## WHAT NEEDS TO BE DONE
Please find every line in the items below that contains the word "bare" and copy each of those lines.
--- START OF THE RECORDS ---
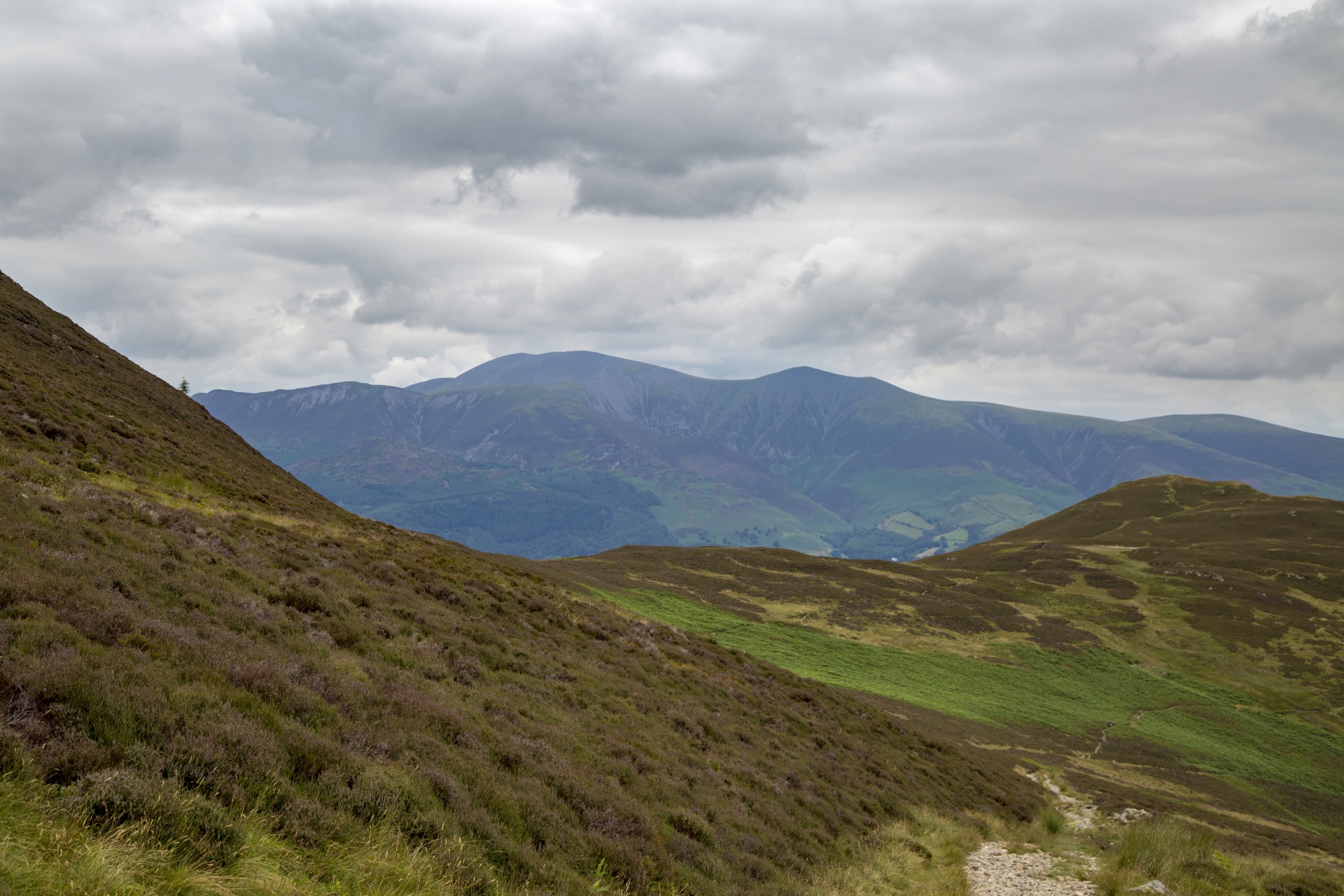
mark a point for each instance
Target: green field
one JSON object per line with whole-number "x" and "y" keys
{"x": 1215, "y": 729}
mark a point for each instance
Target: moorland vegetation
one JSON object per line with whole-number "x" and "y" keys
{"x": 209, "y": 669}
{"x": 213, "y": 680}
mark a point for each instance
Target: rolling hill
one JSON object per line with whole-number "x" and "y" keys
{"x": 803, "y": 460}
{"x": 1168, "y": 644}
{"x": 217, "y": 681}
{"x": 214, "y": 680}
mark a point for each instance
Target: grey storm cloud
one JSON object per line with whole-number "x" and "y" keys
{"x": 645, "y": 121}
{"x": 955, "y": 195}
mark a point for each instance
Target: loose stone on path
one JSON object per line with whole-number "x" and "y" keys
{"x": 993, "y": 871}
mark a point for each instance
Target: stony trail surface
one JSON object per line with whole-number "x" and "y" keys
{"x": 993, "y": 871}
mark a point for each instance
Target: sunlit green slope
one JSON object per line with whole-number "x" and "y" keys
{"x": 1176, "y": 638}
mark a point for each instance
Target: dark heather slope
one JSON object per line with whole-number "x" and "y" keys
{"x": 800, "y": 458}
{"x": 185, "y": 625}
{"x": 1310, "y": 454}
{"x": 1205, "y": 620}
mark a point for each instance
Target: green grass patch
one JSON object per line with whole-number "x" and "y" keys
{"x": 1211, "y": 727}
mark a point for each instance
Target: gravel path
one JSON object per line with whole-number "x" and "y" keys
{"x": 996, "y": 872}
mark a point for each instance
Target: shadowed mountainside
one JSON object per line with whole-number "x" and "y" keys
{"x": 206, "y": 662}
{"x": 802, "y": 460}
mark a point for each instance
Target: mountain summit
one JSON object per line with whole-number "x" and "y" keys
{"x": 570, "y": 453}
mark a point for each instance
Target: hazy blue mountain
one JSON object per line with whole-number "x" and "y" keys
{"x": 1316, "y": 457}
{"x": 802, "y": 458}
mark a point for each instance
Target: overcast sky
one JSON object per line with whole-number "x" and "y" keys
{"x": 1117, "y": 209}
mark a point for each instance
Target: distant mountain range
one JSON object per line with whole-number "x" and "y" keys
{"x": 571, "y": 453}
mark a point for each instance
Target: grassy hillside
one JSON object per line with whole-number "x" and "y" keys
{"x": 1171, "y": 641}
{"x": 804, "y": 460}
{"x": 1316, "y": 457}
{"x": 216, "y": 680}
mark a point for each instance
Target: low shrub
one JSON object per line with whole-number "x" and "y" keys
{"x": 192, "y": 827}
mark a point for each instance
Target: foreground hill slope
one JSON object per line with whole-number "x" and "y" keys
{"x": 1170, "y": 643}
{"x": 802, "y": 458}
{"x": 209, "y": 663}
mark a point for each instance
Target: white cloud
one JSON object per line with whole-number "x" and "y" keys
{"x": 1046, "y": 199}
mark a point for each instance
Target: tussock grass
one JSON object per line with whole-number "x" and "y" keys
{"x": 45, "y": 849}
{"x": 211, "y": 672}
{"x": 1078, "y": 694}
{"x": 1187, "y": 860}
{"x": 921, "y": 855}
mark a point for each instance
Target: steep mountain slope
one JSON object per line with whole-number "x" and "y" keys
{"x": 1316, "y": 457}
{"x": 217, "y": 666}
{"x": 802, "y": 460}
{"x": 1170, "y": 643}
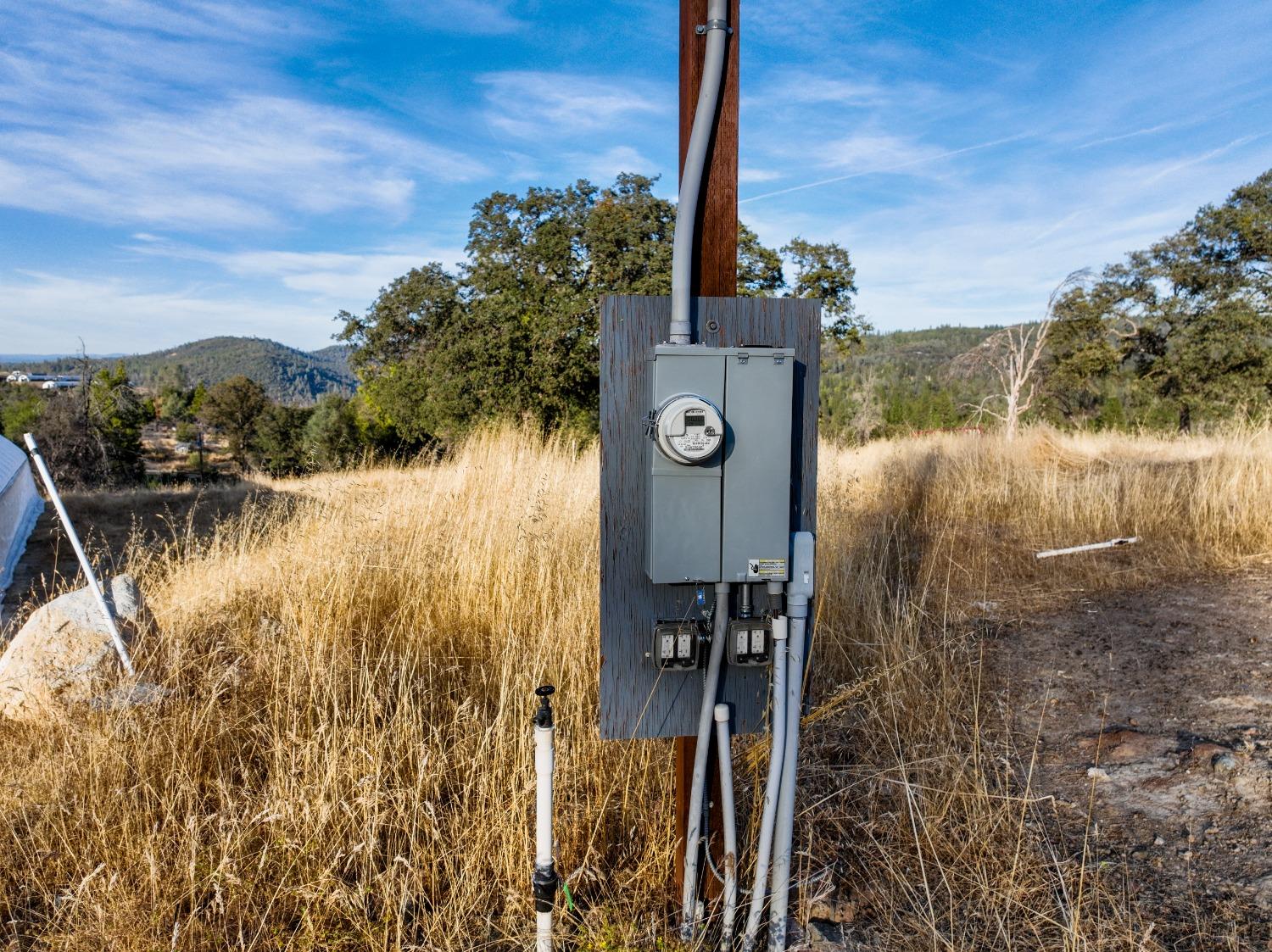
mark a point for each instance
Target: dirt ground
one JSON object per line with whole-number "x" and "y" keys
{"x": 1152, "y": 715}
{"x": 109, "y": 524}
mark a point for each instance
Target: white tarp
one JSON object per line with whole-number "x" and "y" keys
{"x": 20, "y": 506}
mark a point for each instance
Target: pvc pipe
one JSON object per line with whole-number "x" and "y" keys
{"x": 697, "y": 789}
{"x": 724, "y": 753}
{"x": 1091, "y": 547}
{"x": 695, "y": 162}
{"x": 116, "y": 638}
{"x": 544, "y": 881}
{"x": 768, "y": 812}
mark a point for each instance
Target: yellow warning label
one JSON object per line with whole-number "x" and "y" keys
{"x": 766, "y": 568}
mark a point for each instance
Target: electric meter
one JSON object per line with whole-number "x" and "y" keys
{"x": 689, "y": 430}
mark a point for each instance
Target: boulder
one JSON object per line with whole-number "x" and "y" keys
{"x": 64, "y": 654}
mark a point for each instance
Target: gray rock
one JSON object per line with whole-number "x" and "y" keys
{"x": 64, "y": 654}
{"x": 1224, "y": 763}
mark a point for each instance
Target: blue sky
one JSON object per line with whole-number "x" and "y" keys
{"x": 173, "y": 170}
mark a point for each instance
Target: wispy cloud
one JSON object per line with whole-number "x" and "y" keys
{"x": 348, "y": 279}
{"x": 129, "y": 116}
{"x": 554, "y": 106}
{"x": 890, "y": 155}
{"x": 472, "y": 17}
{"x": 247, "y": 162}
{"x": 748, "y": 175}
{"x": 116, "y": 315}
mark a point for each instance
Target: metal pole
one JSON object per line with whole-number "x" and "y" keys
{"x": 544, "y": 880}
{"x": 120, "y": 649}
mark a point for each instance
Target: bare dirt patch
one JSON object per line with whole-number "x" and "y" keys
{"x": 1152, "y": 715}
{"x": 114, "y": 525}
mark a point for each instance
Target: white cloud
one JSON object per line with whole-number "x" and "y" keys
{"x": 538, "y": 106}
{"x": 50, "y": 313}
{"x": 335, "y": 280}
{"x": 162, "y": 114}
{"x": 605, "y": 167}
{"x": 748, "y": 175}
{"x": 869, "y": 152}
{"x": 247, "y": 162}
{"x": 473, "y": 17}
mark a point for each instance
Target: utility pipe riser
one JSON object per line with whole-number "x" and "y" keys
{"x": 697, "y": 789}
{"x": 116, "y": 638}
{"x": 768, "y": 809}
{"x": 544, "y": 881}
{"x": 544, "y": 766}
{"x": 695, "y": 163}
{"x": 724, "y": 753}
{"x": 784, "y": 834}
{"x": 544, "y": 932}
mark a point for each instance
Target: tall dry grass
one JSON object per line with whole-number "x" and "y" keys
{"x": 345, "y": 759}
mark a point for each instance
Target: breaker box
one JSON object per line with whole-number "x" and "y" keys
{"x": 699, "y": 506}
{"x": 719, "y": 472}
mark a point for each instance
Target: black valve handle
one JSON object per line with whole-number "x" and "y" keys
{"x": 544, "y": 715}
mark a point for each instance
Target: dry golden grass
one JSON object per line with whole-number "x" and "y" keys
{"x": 345, "y": 761}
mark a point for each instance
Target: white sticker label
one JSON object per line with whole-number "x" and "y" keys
{"x": 766, "y": 568}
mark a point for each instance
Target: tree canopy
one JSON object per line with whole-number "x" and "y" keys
{"x": 513, "y": 332}
{"x": 1190, "y": 318}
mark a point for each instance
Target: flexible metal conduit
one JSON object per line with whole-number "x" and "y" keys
{"x": 768, "y": 811}
{"x": 724, "y": 751}
{"x": 695, "y": 162}
{"x": 697, "y": 789}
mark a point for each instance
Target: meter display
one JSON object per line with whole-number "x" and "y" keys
{"x": 719, "y": 476}
{"x": 689, "y": 430}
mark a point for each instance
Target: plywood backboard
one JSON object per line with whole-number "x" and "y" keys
{"x": 636, "y": 699}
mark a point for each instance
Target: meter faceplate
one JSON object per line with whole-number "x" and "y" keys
{"x": 689, "y": 430}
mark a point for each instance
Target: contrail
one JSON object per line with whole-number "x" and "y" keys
{"x": 887, "y": 168}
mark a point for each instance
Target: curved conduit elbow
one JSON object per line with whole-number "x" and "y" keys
{"x": 695, "y": 163}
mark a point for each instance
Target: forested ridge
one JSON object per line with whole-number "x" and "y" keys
{"x": 287, "y": 376}
{"x": 1177, "y": 336}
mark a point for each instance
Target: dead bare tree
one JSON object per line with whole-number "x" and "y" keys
{"x": 1013, "y": 355}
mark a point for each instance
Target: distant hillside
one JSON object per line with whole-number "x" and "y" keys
{"x": 287, "y": 374}
{"x": 900, "y": 381}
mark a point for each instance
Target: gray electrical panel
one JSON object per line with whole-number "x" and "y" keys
{"x": 722, "y": 504}
{"x": 727, "y": 516}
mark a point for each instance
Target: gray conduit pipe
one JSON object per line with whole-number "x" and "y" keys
{"x": 697, "y": 788}
{"x": 768, "y": 812}
{"x": 724, "y": 751}
{"x": 784, "y": 832}
{"x": 799, "y": 593}
{"x": 695, "y": 162}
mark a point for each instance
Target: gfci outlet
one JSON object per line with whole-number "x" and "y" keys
{"x": 720, "y": 465}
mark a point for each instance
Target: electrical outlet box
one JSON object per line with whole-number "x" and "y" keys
{"x": 677, "y": 644}
{"x": 750, "y": 642}
{"x": 720, "y": 465}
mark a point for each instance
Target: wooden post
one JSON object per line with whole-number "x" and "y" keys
{"x": 715, "y": 275}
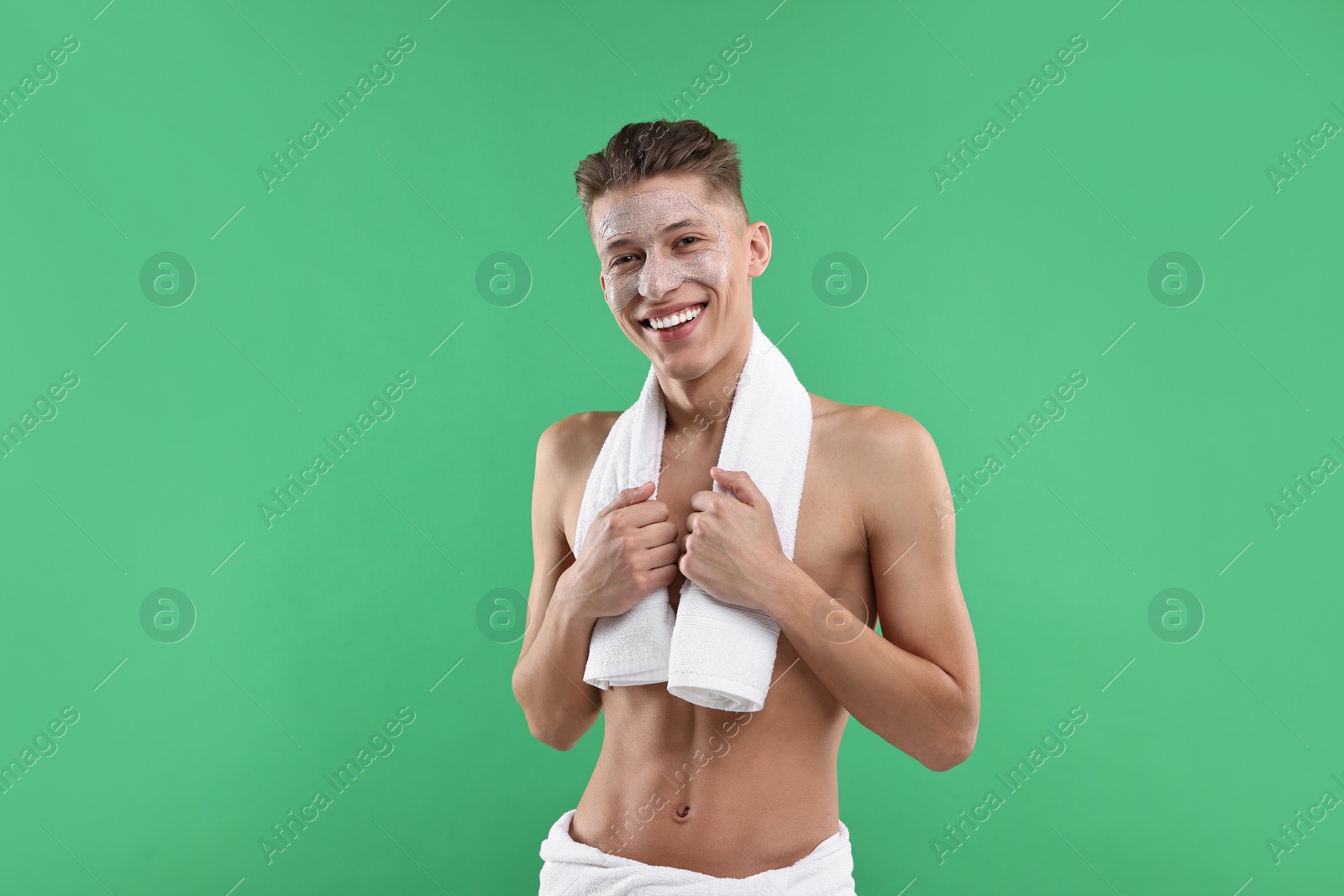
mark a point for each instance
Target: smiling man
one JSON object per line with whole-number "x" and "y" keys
{"x": 682, "y": 792}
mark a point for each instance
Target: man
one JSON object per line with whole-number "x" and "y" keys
{"x": 678, "y": 785}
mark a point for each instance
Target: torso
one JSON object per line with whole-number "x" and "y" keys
{"x": 722, "y": 793}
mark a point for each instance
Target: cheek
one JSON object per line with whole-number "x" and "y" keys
{"x": 620, "y": 291}
{"x": 711, "y": 268}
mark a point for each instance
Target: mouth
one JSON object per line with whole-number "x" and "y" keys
{"x": 675, "y": 324}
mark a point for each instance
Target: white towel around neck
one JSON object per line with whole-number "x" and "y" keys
{"x": 711, "y": 653}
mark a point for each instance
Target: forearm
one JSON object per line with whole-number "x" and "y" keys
{"x": 905, "y": 699}
{"x": 549, "y": 679}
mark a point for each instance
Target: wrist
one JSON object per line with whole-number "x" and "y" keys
{"x": 569, "y": 602}
{"x": 783, "y": 586}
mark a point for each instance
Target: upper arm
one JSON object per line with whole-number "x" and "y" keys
{"x": 551, "y": 553}
{"x": 911, "y": 531}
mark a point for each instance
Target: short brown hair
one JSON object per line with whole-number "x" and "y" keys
{"x": 643, "y": 149}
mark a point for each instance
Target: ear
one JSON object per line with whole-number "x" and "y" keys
{"x": 759, "y": 249}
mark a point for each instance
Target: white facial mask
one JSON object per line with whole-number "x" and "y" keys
{"x": 638, "y": 217}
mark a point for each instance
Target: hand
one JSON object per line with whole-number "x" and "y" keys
{"x": 732, "y": 547}
{"x": 629, "y": 553}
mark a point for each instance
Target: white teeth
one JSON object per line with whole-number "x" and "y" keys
{"x": 680, "y": 317}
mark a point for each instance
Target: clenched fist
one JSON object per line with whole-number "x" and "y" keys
{"x": 732, "y": 550}
{"x": 629, "y": 553}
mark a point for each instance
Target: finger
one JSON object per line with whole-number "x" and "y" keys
{"x": 642, "y": 515}
{"x": 706, "y": 500}
{"x": 656, "y": 533}
{"x": 739, "y": 484}
{"x": 662, "y": 557}
{"x": 627, "y": 497}
{"x": 664, "y": 575}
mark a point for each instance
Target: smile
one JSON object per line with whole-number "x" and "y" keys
{"x": 672, "y": 322}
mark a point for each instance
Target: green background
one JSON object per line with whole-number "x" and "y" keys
{"x": 312, "y": 296}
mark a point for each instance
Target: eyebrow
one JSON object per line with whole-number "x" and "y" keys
{"x": 628, "y": 241}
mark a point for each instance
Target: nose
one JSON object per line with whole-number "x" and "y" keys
{"x": 659, "y": 277}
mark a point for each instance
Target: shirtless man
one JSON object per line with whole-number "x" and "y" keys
{"x": 875, "y": 542}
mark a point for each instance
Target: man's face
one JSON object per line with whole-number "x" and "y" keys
{"x": 669, "y": 253}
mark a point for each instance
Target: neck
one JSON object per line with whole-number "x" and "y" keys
{"x": 702, "y": 405}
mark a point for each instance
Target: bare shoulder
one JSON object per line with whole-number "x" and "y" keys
{"x": 887, "y": 457}
{"x": 575, "y": 441}
{"x": 866, "y": 434}
{"x": 564, "y": 456}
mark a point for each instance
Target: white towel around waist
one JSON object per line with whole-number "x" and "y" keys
{"x": 577, "y": 869}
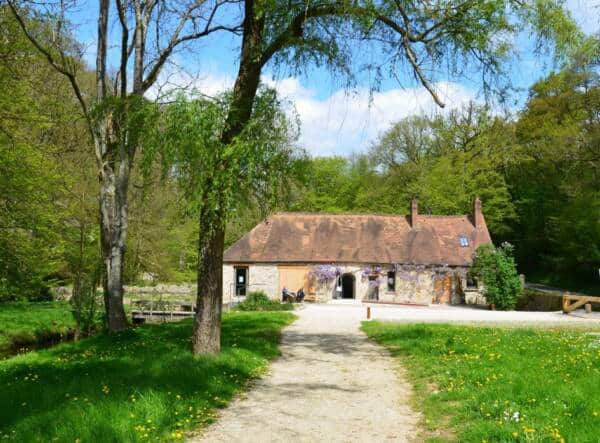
--- END OF THE RECORDS ---
## RESULT OF THE TASK
Target: bare dirt patch
Target: dead bare tree
Target: bare shoulder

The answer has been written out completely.